→ EXCERPTED PASSAGE:
▬▬▬▬▬▬▬▬▬▬
My main concern is reliability and warranty. Are other safe companies as trustworthy and safe to buy from or is it worth the money on liberty? it is just that $800 vs. $2000 is a big difference in the idea that they are equal safes.
 
How much is it going to have the safe delivered?
Does it have to go up or down stairs, or around sharp corners?
Will the floor support the weight?

Is it more reasonable just to buy a cheap safe and upgrade your homeowner's or renter's insurance?
 
You get what you pay for and gun safes are no exception.
Lot's of videos and reviews comparing Liberty and other quality safes to cheap ones.
Quality gun safes are in fact safes. Cheap ones are just locking cabinets.
 
Depends a lot on how much money you are willing to spend to protect what is inside your safe.

My comments really apply to anything you lock up, not just guns.

I don't see that it is worth spending $2000 on a safe to protect $1000 worth of stuff.

Fire is a big problem and a lot of safes are not especially fire resistant. There are all kinds of issues with fire, including a building falling down on your safe. Just figuring out where it is best to locate a safe to make it as safe from fire as possible is an issue that is not always real obvious.

You have to decide if you are more worried about smash and grab or keeping things away from kids, or whether you want real security.

There is also the problem of the universal combination. If someone wants into your safe, all he really has to do is point a gun at your knee cap and give you a choice between what is in your safe and your knee cap.
▬▬▬▬▬▬▬▬▬▬
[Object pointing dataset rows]
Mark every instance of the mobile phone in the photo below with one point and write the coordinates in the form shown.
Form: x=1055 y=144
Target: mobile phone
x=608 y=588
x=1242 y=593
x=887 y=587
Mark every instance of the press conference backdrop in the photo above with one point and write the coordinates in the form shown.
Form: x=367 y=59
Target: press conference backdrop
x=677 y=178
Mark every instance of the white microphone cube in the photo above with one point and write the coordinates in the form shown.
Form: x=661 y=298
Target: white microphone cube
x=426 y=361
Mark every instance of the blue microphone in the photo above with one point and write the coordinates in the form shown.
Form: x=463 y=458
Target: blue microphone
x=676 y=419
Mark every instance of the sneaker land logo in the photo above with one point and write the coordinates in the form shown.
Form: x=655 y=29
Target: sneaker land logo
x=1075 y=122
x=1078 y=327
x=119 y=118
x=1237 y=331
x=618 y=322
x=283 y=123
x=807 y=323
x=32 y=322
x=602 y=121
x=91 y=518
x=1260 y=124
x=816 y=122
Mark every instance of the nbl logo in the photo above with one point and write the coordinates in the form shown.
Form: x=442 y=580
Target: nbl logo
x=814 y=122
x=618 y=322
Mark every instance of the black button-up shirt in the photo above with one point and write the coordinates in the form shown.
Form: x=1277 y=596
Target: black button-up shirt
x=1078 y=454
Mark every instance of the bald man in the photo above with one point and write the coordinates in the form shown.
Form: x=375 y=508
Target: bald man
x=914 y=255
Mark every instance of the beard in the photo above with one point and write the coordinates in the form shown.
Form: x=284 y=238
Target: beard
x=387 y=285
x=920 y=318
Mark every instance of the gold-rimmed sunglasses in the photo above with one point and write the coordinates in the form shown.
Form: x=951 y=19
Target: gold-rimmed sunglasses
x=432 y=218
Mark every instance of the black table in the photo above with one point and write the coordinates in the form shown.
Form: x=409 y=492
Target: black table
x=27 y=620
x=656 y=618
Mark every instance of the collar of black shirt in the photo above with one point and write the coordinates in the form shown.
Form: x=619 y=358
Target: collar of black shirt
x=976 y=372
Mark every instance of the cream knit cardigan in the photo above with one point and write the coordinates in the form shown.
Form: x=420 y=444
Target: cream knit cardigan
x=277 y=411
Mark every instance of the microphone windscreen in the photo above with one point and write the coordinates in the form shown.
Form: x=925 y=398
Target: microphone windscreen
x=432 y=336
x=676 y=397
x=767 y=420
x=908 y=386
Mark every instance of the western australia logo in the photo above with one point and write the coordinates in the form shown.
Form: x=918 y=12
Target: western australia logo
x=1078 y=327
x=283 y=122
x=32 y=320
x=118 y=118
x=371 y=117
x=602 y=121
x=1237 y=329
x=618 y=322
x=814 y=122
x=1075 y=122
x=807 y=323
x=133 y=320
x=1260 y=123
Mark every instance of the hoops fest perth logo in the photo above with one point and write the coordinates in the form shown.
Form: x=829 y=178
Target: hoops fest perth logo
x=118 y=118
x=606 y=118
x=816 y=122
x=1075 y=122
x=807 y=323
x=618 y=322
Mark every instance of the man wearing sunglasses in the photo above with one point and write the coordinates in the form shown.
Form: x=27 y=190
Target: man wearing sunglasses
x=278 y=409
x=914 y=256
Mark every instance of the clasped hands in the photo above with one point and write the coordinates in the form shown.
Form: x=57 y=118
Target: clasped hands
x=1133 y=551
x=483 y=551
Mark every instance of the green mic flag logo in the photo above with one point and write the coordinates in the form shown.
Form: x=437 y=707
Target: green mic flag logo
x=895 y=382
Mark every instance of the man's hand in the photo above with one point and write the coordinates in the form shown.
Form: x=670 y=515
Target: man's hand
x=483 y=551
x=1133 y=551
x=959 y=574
▬▬▬▬▬▬▬▬▬▬
→ WHAT YOU WILL DO:
Write a continuation of the gun safe discussion that picks up after its final sentence.

→ ANSWER TO THIS TASK:
Personally, I think a home alarm system is maybe worth as much as a really good safe. Buy a lesser safe and get an alarm system might be an option.

If you have kids and they know about your safe (and they do), they will tell other people. Some of those people are going to tell others and pretty soon someone unsavory is going to know you have a safe. That suggests you have something worth protecting.

Many safes are really just sheet metal and can be opened with a pry bar or even just a big screw driver.

A friend of mine owned a coin store. He had a real safe bolted to the floor. Weighed several thousand pounds. One night someone came by with a tow truck, backed through a wall of his store and hooked up to the safe and dragged it off. Took about 30 seconds according to the video.
 
How much is it going to have the safe delivered?
Does it have to go up or down stairs, or around sharp corners?
Will the floor support the weight?

Is it more reasonable just to buy a cheap safe and upgrade your homeowner's or renter's insurance?
Don't know the waifht, yes they probably charge, single floor yes it will support the waifht and no sharp corners
 
single floor yes it will support the waifht
Actually, that's not always an assert-able assumption.

Buddy of mine was rather proud of his Armscor that was bolted to the slab in his attached garage.

That is until a 4x4 pickup was backed into it (complicated story of daughters and teenaged bf).

Tract builder slab was barely 3" thick, and only reinforced with rusty woven wire mesh (which, naturally, was on the bottom of the slab where it always winds up). Two of the 3/4" compression bolts had actually broken the slab, so the safe had two corners really just floating on 1-1.5" of busted concrete on an indifferent sand base.

Got rent a rotary hammer (skip a hammer drill rental unless you want to buy the thing) and make a test hole to see just how thick the slab actually is. How quickly a drift will go through your slab chucked in the rotary hammer will also tell you about the quality of the concrete (not all concrete is equal).

That's 2¢ from somebody who has been building things for more than 39 years. Apply grains of salt as you wish.
 
theboyscout wrote:
Looking into a new gun safe and want to know what is worth while.

What are you expecting the safe to do?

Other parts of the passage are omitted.